Saved entries:
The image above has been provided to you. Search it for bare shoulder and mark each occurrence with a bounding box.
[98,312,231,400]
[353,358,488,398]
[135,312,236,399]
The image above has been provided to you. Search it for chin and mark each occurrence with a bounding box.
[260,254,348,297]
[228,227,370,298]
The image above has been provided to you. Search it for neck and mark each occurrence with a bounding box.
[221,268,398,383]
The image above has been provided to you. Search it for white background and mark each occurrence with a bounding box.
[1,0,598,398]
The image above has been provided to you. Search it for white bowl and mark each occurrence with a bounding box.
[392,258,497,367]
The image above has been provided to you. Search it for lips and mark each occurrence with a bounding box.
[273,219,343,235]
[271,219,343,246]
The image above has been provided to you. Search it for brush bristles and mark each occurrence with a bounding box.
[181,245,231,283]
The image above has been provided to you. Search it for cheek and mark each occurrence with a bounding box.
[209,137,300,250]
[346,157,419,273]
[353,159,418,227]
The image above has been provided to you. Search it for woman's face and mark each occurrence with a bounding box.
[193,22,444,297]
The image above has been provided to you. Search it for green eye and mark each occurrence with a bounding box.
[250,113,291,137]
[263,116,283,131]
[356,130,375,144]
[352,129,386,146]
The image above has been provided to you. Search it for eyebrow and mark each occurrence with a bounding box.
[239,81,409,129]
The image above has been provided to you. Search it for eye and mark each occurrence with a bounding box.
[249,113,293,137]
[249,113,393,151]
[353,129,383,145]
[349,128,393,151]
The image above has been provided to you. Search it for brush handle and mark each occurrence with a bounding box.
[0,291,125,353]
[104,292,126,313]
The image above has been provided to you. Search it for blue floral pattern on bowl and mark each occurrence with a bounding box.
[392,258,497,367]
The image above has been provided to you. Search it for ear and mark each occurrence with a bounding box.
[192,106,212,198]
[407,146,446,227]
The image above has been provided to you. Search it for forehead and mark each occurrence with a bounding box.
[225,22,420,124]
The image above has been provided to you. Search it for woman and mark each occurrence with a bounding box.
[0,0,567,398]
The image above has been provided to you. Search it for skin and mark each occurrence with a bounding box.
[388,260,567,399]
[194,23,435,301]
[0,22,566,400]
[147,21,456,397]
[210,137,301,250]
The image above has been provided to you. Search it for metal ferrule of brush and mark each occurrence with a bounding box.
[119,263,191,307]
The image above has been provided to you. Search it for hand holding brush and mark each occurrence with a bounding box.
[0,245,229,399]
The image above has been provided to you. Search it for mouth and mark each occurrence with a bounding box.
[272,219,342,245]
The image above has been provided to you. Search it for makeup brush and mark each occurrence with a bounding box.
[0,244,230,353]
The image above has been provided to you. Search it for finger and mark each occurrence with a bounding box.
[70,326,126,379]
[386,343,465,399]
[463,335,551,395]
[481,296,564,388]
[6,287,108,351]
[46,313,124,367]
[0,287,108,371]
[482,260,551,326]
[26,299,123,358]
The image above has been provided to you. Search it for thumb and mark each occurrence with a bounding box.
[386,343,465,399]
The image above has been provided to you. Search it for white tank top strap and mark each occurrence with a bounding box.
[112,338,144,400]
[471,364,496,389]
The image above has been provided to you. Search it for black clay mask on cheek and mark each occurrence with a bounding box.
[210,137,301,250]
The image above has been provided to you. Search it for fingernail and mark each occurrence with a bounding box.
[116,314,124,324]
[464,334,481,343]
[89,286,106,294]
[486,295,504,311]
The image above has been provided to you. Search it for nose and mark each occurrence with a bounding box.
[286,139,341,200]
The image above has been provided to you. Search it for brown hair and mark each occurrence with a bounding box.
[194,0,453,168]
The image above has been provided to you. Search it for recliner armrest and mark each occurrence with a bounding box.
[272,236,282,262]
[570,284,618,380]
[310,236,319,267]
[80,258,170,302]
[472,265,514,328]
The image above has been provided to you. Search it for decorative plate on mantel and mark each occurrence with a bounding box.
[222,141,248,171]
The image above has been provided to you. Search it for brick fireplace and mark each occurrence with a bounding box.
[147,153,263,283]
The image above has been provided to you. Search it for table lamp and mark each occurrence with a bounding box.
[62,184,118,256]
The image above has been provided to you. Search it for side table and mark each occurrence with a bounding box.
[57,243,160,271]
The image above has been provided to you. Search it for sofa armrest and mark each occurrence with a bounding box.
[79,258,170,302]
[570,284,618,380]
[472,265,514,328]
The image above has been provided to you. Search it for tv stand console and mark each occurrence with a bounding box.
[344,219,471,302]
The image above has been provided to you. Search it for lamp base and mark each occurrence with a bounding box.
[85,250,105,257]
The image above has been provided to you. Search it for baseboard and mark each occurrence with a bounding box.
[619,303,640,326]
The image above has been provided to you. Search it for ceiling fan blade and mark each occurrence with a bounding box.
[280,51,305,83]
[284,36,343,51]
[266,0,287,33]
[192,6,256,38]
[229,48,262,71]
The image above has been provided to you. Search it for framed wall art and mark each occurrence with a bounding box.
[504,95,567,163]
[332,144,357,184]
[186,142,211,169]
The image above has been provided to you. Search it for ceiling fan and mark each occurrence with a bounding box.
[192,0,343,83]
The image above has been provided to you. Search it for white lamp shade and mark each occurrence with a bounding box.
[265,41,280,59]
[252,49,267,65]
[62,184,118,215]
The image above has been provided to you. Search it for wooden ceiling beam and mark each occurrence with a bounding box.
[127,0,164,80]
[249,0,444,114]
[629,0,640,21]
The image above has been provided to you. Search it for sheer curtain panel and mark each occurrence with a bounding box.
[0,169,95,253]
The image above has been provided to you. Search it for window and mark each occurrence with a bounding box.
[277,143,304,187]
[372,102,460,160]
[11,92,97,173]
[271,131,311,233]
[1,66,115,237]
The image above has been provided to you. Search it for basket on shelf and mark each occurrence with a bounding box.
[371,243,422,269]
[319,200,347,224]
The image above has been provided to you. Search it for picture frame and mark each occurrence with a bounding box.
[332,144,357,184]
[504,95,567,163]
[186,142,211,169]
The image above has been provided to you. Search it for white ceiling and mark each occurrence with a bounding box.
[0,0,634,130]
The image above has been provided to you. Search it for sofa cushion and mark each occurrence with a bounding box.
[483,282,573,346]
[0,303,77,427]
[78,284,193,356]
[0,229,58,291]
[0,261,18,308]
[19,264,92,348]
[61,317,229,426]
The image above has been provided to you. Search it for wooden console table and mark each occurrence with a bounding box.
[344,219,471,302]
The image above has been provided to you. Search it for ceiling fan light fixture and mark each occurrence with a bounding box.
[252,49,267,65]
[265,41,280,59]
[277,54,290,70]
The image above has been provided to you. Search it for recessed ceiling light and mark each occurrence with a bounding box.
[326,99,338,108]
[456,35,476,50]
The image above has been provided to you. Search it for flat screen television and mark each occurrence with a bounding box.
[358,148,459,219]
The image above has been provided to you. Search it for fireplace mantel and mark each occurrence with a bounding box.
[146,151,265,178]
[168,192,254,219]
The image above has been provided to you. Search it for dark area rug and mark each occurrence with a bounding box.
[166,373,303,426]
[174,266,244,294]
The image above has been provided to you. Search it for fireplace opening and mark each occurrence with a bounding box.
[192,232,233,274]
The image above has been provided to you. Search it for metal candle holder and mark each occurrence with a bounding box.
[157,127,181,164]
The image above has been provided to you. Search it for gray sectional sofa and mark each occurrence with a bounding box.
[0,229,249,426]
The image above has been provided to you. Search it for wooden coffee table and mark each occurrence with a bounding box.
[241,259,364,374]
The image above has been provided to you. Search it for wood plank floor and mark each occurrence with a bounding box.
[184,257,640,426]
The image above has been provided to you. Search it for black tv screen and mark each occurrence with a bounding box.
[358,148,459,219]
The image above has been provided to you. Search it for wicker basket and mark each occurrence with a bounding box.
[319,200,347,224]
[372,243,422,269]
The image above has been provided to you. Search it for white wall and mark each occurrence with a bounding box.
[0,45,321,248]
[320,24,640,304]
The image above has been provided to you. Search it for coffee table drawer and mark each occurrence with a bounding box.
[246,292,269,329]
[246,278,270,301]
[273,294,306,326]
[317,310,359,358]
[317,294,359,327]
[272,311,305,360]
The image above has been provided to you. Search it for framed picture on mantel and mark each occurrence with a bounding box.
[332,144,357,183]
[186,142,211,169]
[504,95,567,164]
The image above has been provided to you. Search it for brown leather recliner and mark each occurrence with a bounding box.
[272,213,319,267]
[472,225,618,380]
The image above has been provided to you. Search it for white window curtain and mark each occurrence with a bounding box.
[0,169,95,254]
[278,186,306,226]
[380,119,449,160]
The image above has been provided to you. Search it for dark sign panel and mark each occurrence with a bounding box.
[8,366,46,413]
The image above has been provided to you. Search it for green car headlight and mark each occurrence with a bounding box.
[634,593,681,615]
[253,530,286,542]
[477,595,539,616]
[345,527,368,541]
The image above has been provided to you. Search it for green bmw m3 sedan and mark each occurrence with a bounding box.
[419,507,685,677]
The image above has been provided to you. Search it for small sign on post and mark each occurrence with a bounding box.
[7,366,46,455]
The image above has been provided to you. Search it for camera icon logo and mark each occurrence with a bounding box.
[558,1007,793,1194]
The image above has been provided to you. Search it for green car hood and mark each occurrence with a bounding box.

- **Exercise**
Only these lines should appear in the reply: the one containing "it for small", the last line of the data, and all lines between them, each copied exactly.

- **Problem solution**
The image above has been provided to you. Search it for small sign on post and mark each occurrence with a bounding box.
[7,366,46,455]
The image above has been provided to you. Search it for camera icon logo and mark each occurrence with a bounding box.
[558,1007,793,1194]
The image above has been provided to you. Search it for green car hood and mark each occurrence with a bounding box.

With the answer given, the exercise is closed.